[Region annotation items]
>> Start
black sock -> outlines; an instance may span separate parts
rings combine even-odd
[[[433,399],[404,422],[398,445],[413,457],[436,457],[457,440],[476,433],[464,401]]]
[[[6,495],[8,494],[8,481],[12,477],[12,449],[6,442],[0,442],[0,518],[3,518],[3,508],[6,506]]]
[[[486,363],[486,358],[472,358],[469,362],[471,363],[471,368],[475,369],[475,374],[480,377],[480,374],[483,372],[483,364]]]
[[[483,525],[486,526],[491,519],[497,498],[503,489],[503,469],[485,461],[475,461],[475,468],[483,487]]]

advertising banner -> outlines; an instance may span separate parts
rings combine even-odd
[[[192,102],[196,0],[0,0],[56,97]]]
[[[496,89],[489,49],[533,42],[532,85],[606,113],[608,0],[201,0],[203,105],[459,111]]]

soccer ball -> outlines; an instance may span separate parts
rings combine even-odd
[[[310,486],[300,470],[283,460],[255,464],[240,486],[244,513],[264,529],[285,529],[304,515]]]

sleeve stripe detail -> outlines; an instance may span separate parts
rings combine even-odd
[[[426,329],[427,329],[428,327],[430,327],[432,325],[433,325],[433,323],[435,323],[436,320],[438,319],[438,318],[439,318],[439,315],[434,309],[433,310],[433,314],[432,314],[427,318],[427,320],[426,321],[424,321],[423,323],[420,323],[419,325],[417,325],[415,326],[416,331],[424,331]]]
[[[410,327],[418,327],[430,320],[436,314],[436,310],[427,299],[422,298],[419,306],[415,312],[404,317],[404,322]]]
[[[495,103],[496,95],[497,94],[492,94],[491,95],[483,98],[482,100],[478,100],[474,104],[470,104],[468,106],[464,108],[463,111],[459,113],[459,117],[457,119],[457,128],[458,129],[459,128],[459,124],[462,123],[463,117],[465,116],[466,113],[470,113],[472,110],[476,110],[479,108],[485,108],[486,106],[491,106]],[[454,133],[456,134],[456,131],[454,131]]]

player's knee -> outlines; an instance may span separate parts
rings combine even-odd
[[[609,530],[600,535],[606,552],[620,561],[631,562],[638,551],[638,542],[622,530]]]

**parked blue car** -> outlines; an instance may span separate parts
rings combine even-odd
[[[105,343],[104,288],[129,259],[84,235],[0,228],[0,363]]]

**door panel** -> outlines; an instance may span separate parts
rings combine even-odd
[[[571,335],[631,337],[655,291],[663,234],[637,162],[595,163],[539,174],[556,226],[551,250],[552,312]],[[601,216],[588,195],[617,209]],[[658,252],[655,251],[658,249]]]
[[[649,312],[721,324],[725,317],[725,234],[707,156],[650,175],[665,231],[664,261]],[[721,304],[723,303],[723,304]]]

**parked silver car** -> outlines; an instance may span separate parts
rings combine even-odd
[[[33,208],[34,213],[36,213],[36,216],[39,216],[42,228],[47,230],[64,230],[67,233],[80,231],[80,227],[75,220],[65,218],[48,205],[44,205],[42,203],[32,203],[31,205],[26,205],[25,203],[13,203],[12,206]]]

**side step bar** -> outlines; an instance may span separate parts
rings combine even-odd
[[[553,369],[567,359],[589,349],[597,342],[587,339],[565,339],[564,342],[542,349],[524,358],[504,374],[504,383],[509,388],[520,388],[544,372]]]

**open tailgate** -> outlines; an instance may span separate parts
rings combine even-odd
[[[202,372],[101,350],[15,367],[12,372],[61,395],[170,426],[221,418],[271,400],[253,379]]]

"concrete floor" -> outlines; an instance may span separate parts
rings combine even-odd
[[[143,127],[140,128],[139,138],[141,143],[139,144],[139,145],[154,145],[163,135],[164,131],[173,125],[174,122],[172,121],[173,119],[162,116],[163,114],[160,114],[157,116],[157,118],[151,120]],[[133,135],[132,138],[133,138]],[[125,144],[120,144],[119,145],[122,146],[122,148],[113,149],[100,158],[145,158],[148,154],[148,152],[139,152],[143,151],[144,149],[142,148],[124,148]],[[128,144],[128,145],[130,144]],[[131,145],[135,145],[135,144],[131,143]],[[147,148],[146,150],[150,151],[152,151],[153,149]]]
>> End
What is required:
Reproduce everything from the line containing "step bar** ->" down to the last of the items, requests included. Multiply every coordinate in the answers by 1.2 and round to whole numbers, rounding halves up.

Solution to this task:
**side step bar** -> outlines; an instance may span separate parts
rings combine even-odd
[[[664,443],[680,431],[707,419],[716,410],[704,407],[678,407],[677,410],[650,419],[629,430],[605,449],[605,460],[611,466],[624,466],[653,446]]]

**open tailgate** -> outlines; an instance may span separate parts
rings combine even-odd
[[[242,446],[121,420],[18,440],[14,446],[73,474],[204,511],[265,502],[325,480],[304,455]]]

"concrete floor" -> outlines; an instance may span separate parts
rings combine even-odd
[[[172,152],[168,154],[167,166],[169,172],[167,173],[167,174],[185,174],[196,162],[197,157],[208,150],[209,146],[206,145],[208,143],[194,139],[196,137],[192,137],[188,139],[188,142],[181,144]],[[160,162],[158,166],[160,166]],[[150,173],[144,173],[143,174],[146,175],[146,178],[136,179],[120,190],[174,190],[178,185],[178,182],[167,182],[172,181],[173,179],[170,178],[149,178]],[[154,173],[154,174],[156,173]],[[157,174],[162,174],[162,173],[157,172]],[[176,178],[175,180],[180,181],[182,181],[184,179]]]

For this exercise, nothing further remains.